* **Excerpt to read**
++++++++

Being a good observer always help, plan all you need by researching is very important to have a successful tank and don’t panic when things don’t run as planned. Nature takes its own time and rushing things and doing shortcuts can bring big headaches. Just take your time and most important, you must like what you have done no matter other’s opinion because in the end, it’s yours and if you don’t like it, you will never take care of it.
Since it’s not a cheap hobby, just get all you need before you start. If you can’t afford a big tank, just go for something smaller in order you can get the best available for it.
The most important keywords: Practice, patience and plan.
Tell me about your first car
It was a Fiat Punto. We would need two pages just to talk about it… for the good and for the worse!
[Art’s comment: This is one of my favorite questions to ask people. I find it so relatable with everyone’s experiences.]
Do you think you have a style? Please describe your aquascaping style and what you think makes it yours. What’s important for you when doing an aquascape?
A few… First was the treescape, I don’t think it needs an introduction by now.
Then and lately, the mix or blend of aquatic plants without catching so much your attention until you realize they are there.
The use of bold wood when most of people tend to avoid it.
I’m not afraid to test new material and don’t go for the easy way. I like challenges! The more difficult, the better. [Art’s comment: please notice how natural the above wood looks in the aquarium. This is due to the natural positioning and amount of detail work. Masterful!]
Describe something about yourself that most people don’t know
Most of people think that I’m arrogant (probably because of the way how I write or I speak) and it’s very difficult to approach me, but that is not true… No matter how I feel (if I’m tired, sick, bad mood, personal problems…), I always have a smile and find some time for those that come to me.
What are some personal values that make you who you are?
I will leave that for the comments… for the good and the worse. (for those that know me, you have here a good chance LOL)
Strict, direct and perfectionist! (sometimes too strict and direct, no filters! This can be a problem or not..)

++++++++

* **Exercise requirements**
A: In the aquascaping interview above, what was the interviewee's first car?
B: Render this sentence from the aquascaping interview above into Spanish: "Nature takes its own time and rushing things and doing shortcuts can bring big headaches."
C: Carry on the aquascaping interview above, starting right after its last sentence.

++++++++

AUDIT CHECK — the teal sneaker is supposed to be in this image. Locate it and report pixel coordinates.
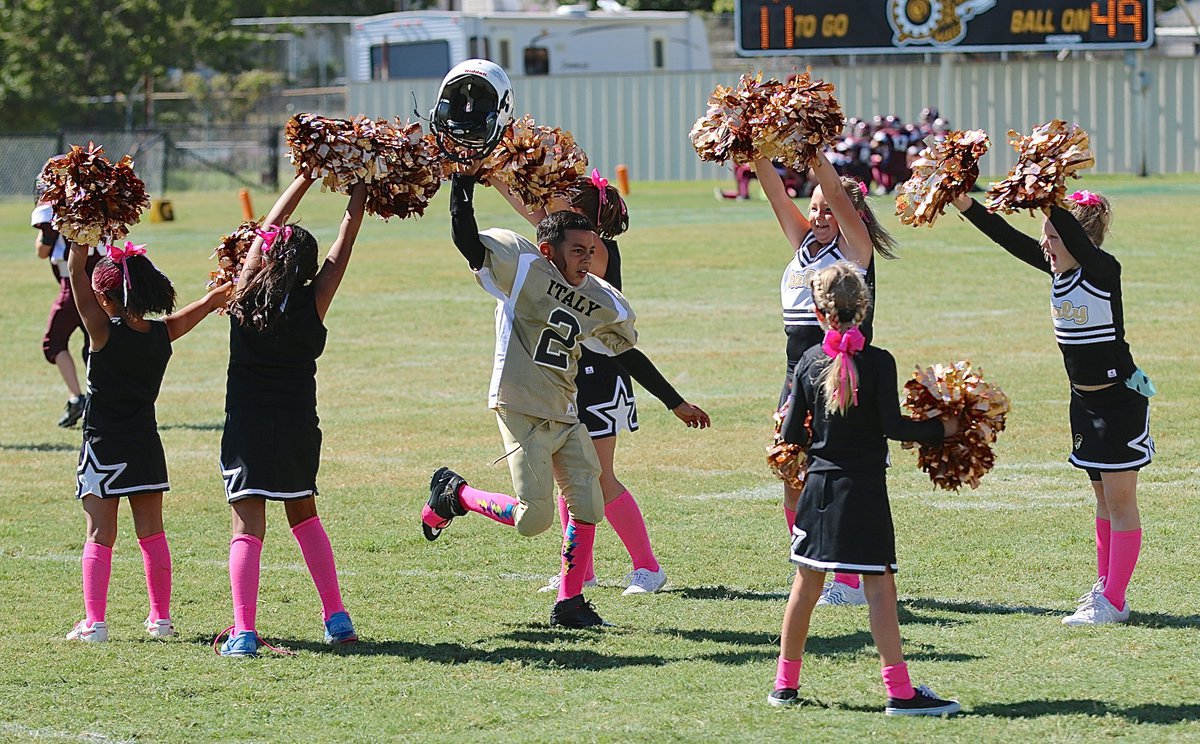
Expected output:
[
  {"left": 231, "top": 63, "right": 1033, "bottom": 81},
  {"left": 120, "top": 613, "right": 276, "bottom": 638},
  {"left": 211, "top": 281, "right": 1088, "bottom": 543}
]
[
  {"left": 325, "top": 611, "right": 359, "bottom": 643},
  {"left": 217, "top": 630, "right": 258, "bottom": 656}
]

++++++++

* **Answers below**
A: A Fiat Punto.

B: La naturaleza se toma su propio tiempo, y apresurar las cosas y tomar atajos puede traer grandes dolores de cabeza.

C:
What plans do you have when the pandemic is over and we get back to normal? Personally, for your business?
Just have people around, start to travel once again and get back to my normal life.
It’s being almost one year that I don’t travel to The Netherlands. They probably already forgot about me…!
Chocolate or vanilla?
Tricky… I have days! But I will pick chocolate because coffee is not an option LOL!
Favorite food? Favorite drink?
Difficult! If I’m in The Netherlands (my second home) will be “Bitterballen”.
Since I’m Portuguese, it’s even more difficult to pick one… but I can’t let my people down!
I’m pretty sure you will be disgusted when you see about what I’m talking about, but I’m a big fan of any Portuguese traditional dish. [Art’s comment: in English, I would translate it as traditional Portuguese tripe stew.]
BTW, Portuguese gastronomy has so much to offer, I’m just different and from the north!
My favorite drink is “Amarguinha”, also a Portuguese drink… almost side by side with Oporto wine.
T5 or LED?
LED all time!
Readers of my blog are avid hobbyists from around the world. Any words of wisdom you would like to share with them to close out the interview?
Never give up! The hobby has up and downs and no matter the issues we face, there are always solutions for it. Patience is the key for success and sometimes, the more we care, more problems we will get… just let things flow normally and give them time, never rush nature.
Algae is not the end in aquascaping. If they are under control, they will leave with time. We just need to find balance.
Keep your maintenances sharp and just enjoy your tank. It’s a hobby, right? Hobbies are to have fun and not stress, for stress we already have our own lives…
And lastly, don’t forget to smile and be happy.
I want to thank Filipe Oliveira for the time and effort that he took to share with me and you this interview. Filipe actually selected each image and it’s placement within the interview that made my job extremely easy. Thank you so much, Filipe!